◆ Records supplied
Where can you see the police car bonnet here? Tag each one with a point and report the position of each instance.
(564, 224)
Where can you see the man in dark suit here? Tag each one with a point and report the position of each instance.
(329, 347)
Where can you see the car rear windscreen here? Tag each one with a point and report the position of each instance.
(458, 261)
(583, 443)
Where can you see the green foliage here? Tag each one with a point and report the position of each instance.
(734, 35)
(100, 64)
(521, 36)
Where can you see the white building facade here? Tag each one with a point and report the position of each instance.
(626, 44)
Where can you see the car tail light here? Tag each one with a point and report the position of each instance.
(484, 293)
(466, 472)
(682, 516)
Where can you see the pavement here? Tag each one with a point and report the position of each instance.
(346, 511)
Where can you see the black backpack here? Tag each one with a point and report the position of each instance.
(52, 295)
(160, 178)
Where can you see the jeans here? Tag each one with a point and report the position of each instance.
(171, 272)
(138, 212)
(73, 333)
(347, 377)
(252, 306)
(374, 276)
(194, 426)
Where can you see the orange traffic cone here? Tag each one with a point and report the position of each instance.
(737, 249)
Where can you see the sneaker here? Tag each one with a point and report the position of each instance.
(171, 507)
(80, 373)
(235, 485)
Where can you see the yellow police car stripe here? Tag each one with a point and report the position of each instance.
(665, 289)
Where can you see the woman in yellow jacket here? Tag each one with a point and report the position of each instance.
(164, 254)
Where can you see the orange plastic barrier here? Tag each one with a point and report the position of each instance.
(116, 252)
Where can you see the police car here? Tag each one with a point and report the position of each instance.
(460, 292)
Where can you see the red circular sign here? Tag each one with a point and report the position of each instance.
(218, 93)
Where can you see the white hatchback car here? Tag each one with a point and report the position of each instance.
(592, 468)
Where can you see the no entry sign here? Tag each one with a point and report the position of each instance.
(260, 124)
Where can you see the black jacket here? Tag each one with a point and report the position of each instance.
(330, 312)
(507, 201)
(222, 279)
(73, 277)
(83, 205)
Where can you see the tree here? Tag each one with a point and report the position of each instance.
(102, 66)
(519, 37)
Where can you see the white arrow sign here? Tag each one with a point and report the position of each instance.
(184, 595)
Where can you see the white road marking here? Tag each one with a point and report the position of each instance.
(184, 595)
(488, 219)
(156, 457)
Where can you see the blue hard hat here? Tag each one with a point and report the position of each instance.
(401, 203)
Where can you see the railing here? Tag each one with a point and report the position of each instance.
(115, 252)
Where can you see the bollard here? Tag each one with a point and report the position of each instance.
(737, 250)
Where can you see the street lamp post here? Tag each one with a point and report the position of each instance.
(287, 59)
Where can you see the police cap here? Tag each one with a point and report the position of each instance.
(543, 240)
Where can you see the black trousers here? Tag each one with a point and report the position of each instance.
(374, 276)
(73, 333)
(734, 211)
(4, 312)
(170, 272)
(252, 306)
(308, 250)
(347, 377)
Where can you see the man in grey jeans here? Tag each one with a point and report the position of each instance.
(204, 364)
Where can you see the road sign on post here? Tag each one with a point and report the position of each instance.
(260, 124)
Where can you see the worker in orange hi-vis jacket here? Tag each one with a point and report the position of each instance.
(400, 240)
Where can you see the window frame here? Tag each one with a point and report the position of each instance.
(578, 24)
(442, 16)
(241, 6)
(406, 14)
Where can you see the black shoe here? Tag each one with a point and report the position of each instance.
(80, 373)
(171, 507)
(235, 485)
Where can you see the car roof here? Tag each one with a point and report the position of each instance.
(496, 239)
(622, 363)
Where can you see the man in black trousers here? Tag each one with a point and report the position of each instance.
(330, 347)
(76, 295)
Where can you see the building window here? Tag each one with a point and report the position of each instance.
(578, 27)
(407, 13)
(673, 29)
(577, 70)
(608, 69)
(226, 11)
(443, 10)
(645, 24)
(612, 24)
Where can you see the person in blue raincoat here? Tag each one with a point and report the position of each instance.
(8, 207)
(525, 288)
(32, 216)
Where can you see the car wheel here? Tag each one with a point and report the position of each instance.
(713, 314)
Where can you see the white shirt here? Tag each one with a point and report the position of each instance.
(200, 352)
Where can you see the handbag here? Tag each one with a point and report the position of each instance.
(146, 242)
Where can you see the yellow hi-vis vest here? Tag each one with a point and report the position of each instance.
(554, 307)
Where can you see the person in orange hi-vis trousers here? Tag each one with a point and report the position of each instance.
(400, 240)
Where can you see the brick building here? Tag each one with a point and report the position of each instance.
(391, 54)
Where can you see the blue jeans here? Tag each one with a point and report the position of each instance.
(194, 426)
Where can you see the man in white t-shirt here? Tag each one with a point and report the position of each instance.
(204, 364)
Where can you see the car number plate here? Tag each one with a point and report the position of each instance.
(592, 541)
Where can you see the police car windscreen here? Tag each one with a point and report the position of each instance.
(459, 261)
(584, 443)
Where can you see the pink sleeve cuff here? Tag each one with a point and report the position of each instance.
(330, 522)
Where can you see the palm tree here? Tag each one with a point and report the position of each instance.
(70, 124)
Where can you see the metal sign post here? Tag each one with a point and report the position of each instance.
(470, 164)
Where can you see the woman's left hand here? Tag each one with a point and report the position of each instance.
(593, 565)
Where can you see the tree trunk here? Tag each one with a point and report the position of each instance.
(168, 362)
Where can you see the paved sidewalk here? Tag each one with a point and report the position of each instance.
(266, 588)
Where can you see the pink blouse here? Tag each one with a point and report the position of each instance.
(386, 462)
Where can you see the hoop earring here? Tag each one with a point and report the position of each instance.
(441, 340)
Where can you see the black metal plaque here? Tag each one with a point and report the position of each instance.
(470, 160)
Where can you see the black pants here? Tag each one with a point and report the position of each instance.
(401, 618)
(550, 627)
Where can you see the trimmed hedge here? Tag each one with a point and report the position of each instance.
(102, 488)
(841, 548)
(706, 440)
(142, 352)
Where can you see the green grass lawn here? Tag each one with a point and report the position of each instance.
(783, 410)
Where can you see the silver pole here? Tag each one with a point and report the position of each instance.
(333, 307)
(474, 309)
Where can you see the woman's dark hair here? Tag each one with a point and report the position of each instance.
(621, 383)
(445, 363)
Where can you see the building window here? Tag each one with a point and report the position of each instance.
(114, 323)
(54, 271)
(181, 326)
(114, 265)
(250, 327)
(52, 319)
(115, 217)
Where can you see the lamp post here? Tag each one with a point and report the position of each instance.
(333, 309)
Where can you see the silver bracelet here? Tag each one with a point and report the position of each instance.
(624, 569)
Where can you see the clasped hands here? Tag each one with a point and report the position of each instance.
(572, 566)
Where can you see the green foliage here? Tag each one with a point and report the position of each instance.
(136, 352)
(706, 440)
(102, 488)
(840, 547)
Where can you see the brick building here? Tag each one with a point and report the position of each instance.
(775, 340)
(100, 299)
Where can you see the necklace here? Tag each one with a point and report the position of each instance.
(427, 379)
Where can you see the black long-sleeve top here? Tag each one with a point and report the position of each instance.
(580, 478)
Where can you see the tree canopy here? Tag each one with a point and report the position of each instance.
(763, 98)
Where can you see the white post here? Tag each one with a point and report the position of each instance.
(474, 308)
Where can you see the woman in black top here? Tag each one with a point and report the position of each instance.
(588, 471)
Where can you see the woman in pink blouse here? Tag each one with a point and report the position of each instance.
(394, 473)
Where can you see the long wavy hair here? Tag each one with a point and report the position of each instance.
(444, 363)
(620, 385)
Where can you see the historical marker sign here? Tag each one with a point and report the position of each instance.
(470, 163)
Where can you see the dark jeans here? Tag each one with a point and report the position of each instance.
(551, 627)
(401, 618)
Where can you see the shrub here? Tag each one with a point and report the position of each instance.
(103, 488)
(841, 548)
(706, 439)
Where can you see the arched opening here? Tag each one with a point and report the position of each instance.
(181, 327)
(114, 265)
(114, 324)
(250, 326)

◆ Problem requirements
What is needed here is an exact copy of every record.

◆ Task answer
Where can you see the police car bonnet here? Tag each one with a point and report the position of each instance.
(564, 224)
Where can you see the man in dark suit here? Tag each one with a point and report the position of each instance.
(329, 347)
Where can you see the car rear windscreen here? Tag each one with a point and report the position of each instance.
(458, 261)
(583, 443)
Where can you see the green foliage here? Tag each one with a point and report the position of each instance.
(734, 35)
(100, 64)
(521, 36)
Where can you see the white building facade here? Tag each one with a point and report the position of each instance.
(626, 44)
Where can you see the car tail light here? Tag each one with a point and report the position of each instance.
(484, 293)
(466, 472)
(682, 516)
Where can you see the pavement here? Tag each one with a point and report the position of each instance.
(346, 511)
Where can you see the black backpack here? Tag each one with a point and report the position of each instance.
(52, 295)
(160, 178)
Where can you see the jeans here? Tag each one with a point and report the position of each instance.
(171, 272)
(138, 212)
(73, 333)
(347, 377)
(252, 306)
(374, 276)
(194, 426)
Where can you see the orange traffic cone here? Tag each one with a point and report the position of each instance.
(737, 249)
Where can you see the sneaker here? Tag each one with a point and report the position of each instance.
(171, 507)
(80, 373)
(235, 485)
Where can you see the yellow police car stripe here? Tag each one with a point and report the position of each instance.
(665, 289)
Where can you see the woman in yellow jacket here? Tag each one with a point and report the position of each instance.
(164, 254)
Where can you see the orange plastic barrier here? Tag each one with a point and report the position of each instance.
(116, 252)
Where can you see the police car here? Tag each one with a point and report the position of each instance.
(460, 292)
Where can you see the red circular sign here? Tag each one with a point and report the position of each instance.
(218, 93)
Where can you see the white hatchback car here? Tag each one with a point and report the position of each instance.
(592, 468)
Where can you see the no entry sign here? Tag each one with a point and report the position of each instance.
(260, 124)
Where can you see the black jacket here? Tag each one with a point and report the position of each instance.
(330, 312)
(507, 201)
(222, 279)
(73, 277)
(83, 205)
Where can you see the tree here? Tag each one with a point and report the position of each instance.
(102, 66)
(519, 37)
Where can you see the white arrow sign here? Tag each one with a point and report the position of each instance.
(184, 595)
Where can you see the white road marking here? Tag each one with a point and report the position of each instance.
(184, 595)
(488, 219)
(156, 457)
Where can you see the blue hard hat here? Tag each one with a point and report the position of each instance.
(401, 203)
Where can you see the railing here? Tag each one with a point and report the position of each instance.
(115, 252)
Where can you see the bollard here? Tag each one with a point and report the position of each instance.
(737, 250)
Where can you see the street lamp post here? Tag each one with a point and report the position of each instance.
(287, 59)
Where can you see the police cap here? Tag each one with a point and report the position of each instance.
(543, 240)
Where can you see the black trousers here? Tag each one with a point and report the position of each instance.
(374, 276)
(73, 333)
(734, 211)
(4, 312)
(170, 272)
(252, 306)
(308, 250)
(347, 377)
Where can you see the man in grey jeans here? Tag each one with a point and report the position of each instance.
(204, 364)
Where can you see the road sign on post here? Tag each one with a point and report the position of each instance.
(260, 124)
Where can you see the worker in orange hi-vis jacket here? Tag each one with a point and report the position of each instance.
(400, 240)
Where can you see the window frame here? Tag each one with a point and report the position of each instance.
(578, 24)
(442, 16)
(241, 6)
(406, 14)
Where can you see the black shoe here? Tag each one with a point and report the position of each instance.
(80, 373)
(171, 507)
(235, 485)
Where can you see the car roof here? Tag each one with a point and report the position of each instance.
(496, 239)
(622, 363)
Where can you see the man in black trousers here? Tag each one with a point and report the position of each instance.
(330, 347)
(76, 295)
Where can you see the building window here? Tag each one with a point and report the position of each instance.
(578, 27)
(407, 13)
(673, 29)
(577, 70)
(608, 69)
(226, 11)
(443, 10)
(645, 24)
(612, 24)
Where can you see the person in blue raincoat here? Tag each one with a point and report the position of each instance.
(8, 207)
(525, 288)
(32, 216)
Where can you see the car wheel here? Tag each one with a point and report the position of each instance.
(713, 314)
Where can you see the white shirt here? Tag each one with a point and report the position of each instance.
(200, 352)
Where can you see the handbag here? Tag each one with a point and report the position of each instance.
(146, 242)
Where can you see the yellow hi-vis vest here? Tag each one with a point and report the position of each instance.
(554, 307)
Where can you see the person in orange hi-vis trousers here? Tag each one with a point and report the position of each instance.
(400, 240)
Where can you see the brick building here? Tag each one with a point and report the position of each instance.
(391, 54)
Where can you see the blue jeans here? Tag each one with a point and report the position of each instance.
(194, 426)
Where can you see the man in white t-shirt here? Tag each one with a point and report the position of each instance.
(204, 364)
Where can you see the car number plate here? Tag each one with a point and report the position of each instance.
(592, 541)
Where can you see the police car windscreen here? Tag each one with a point and report the position of each instance.
(459, 261)
(584, 443)
Where can you see the pink sleeve cuff here? Tag each one with a point and report the position of each instance.
(330, 522)
Where can you see the palm tree here? Tag each one with a point and report the position of each instance.
(70, 124)
Where can you see the metal sign post here? Tag each one with a point and report the position of each instance.
(470, 164)
Where can you see the woman's left hand here? Tag each one with a point and report the position of each instance.
(593, 565)
Where can you see the tree trunk here? Tag each one with a point and report the position of each instance.
(168, 362)
Where can you see the paved sidewalk here? Tag each one with a point and report the position of each instance.
(266, 588)
Where can you see the pink blouse here? Tag each one with a point and report the position of each instance.
(386, 462)
Where can you see the hoop earring here? Tag each one with a point and report the position of each instance.
(441, 340)
Where can you see the black metal plaque here? Tag each one with a point and report the position of each instance.
(470, 160)
Where can you see the black pants here? Tag each one with a point and report the position of each instance.
(401, 618)
(550, 627)
Where can you see the trimmed hedge here? Tag each one with a point and report the position of each instance.
(102, 488)
(841, 548)
(706, 440)
(142, 352)
Where can you see the green grass lawn here? Tag each one with a point and report the position of each instance.
(783, 410)
Where can you see the silver pole here? Tag each one with a point and report the position of each instance.
(333, 307)
(474, 309)
Where can you see the woman's dark hair here? Tag each one with a point and report the position of each instance.
(621, 383)
(445, 363)
Where can you see the building window here? Tag each one with a point and report the position of each instance.
(114, 323)
(54, 271)
(181, 326)
(114, 265)
(250, 327)
(52, 319)
(115, 217)
Where can you see the lamp post here? Tag each one with a point and report the position of each instance.
(333, 309)
Where can you see the silver bracelet here? Tag each one with a point and report the position of each instance.
(624, 569)
Where can you see the clasped hands here? Tag each one with a point and report the position of each instance.
(572, 566)
Where can you see the green foliage here? Tag each one with a point and report the position of each instance.
(136, 352)
(706, 440)
(102, 488)
(840, 547)
Where can you see the brick building here? Tag each one with a point and report the position of each instance.
(775, 340)
(100, 299)
Where can you see the necklace here? Tag each one with a point and report the position of each instance.
(427, 379)
Where can you see the black long-sleeve top here? Tag each one with a point and report the position of each instance.
(580, 478)
Where can you see the tree canopy here? Tag each one with a point and report the position of each instance.
(763, 98)
Where can you see the white post here? Tag each one with a point and report the position of each instance.
(474, 308)
Where can you see the woman in black top here? Tag each one with a point and report the position of each instance.
(588, 471)
Where can you see the woman in pink blouse here? Tag each one with a point and report the position of each instance.
(394, 473)
Where can you see the long wavy hair here? Tag each one with a point and report the position of each instance.
(444, 363)
(620, 385)
Where can you see the historical marker sign here? Tag each one with a point and report the position of each instance.
(470, 163)
Where can you see the dark jeans here? Tag each one with a point and report the position of each instance.
(551, 627)
(401, 618)
Where can you see the shrub here? Tag each one with a point and report the position of each instance.
(103, 488)
(841, 548)
(706, 439)
Where can you see the arched opening here? Tag each one with a point and report the position of each instance.
(181, 327)
(114, 265)
(114, 324)
(250, 326)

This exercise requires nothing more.